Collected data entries
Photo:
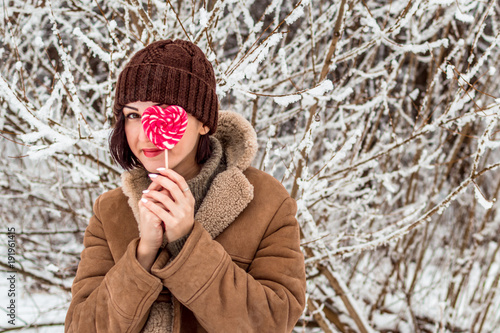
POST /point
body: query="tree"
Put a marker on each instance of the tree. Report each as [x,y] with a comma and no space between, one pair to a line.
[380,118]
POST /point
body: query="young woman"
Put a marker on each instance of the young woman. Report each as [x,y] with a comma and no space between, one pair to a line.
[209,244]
==
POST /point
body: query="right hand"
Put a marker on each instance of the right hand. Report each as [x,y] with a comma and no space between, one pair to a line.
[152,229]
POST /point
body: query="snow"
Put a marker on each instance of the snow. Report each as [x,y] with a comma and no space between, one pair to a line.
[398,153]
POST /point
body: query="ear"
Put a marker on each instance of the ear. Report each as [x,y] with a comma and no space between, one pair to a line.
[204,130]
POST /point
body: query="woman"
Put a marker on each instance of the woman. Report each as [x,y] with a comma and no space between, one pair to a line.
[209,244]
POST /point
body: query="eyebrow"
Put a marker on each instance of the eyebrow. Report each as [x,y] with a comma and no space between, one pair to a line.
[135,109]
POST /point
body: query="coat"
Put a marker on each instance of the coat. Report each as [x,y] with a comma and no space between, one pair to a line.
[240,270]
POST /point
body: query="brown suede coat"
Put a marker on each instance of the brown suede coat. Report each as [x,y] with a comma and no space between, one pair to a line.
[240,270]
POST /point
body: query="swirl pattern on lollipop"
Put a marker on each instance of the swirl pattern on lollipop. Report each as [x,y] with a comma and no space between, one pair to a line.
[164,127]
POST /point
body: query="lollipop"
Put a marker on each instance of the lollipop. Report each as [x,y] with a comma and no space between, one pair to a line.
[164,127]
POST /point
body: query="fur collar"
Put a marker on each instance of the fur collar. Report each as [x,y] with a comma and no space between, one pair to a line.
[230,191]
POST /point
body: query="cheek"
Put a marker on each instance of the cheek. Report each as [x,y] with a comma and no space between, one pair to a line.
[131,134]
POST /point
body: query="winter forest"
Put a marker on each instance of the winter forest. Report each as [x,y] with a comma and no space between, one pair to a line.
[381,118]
...
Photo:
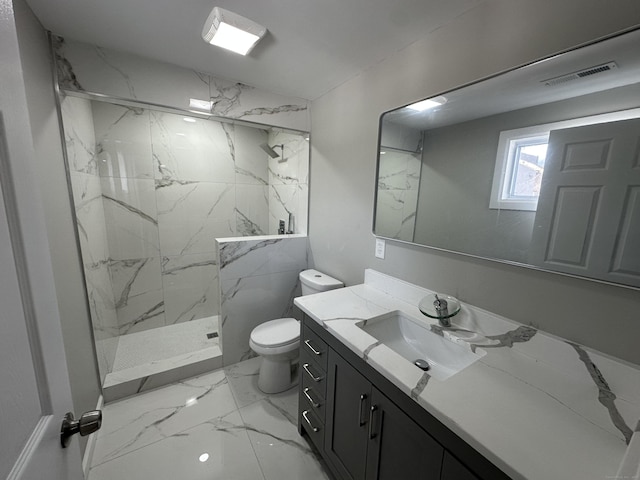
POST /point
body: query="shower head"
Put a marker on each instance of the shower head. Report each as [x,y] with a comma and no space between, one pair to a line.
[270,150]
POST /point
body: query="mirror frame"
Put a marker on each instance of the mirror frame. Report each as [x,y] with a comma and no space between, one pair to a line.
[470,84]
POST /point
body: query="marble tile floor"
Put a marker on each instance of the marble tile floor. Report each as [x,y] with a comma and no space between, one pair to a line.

- _Task brief_
The lines above that hold the word "marble" are the ones to copy.

- _Solution for this exercise_
body: query="marble tile floor"
Put a marker on each instance of the marble tile floor. Report each as [x,y] with a comma and no space between, one pair to a line.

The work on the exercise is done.